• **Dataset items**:
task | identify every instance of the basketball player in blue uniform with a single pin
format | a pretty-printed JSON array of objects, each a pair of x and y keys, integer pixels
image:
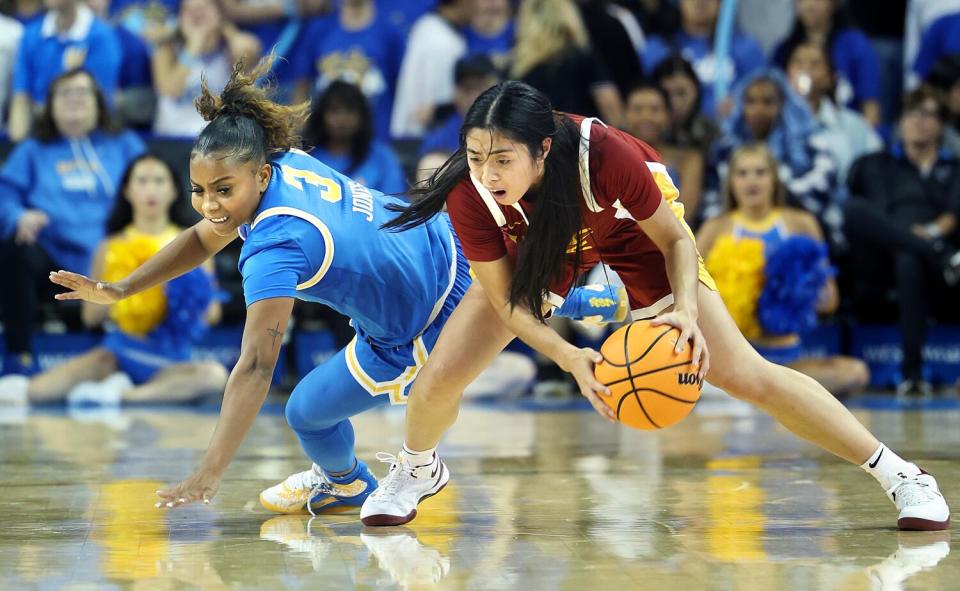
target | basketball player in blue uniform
[{"x": 311, "y": 234}]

• **The exercise**:
Render all the records above as a two-column CSV with the header instruction,response, one row per record. Put each record's text and its answer in one quoted field each, turn line breaks into spaces, and leave the pictures out.

• **Answer to the exercise**:
instruction,response
"task | identify every instance of the basketball player in blue uniform with a single pin format | a pretty-printed JSON array of objects, each a pair of x and y keys, integer pixels image: target | basketball player in blue uniform","[{""x"": 311, ""y"": 234}]"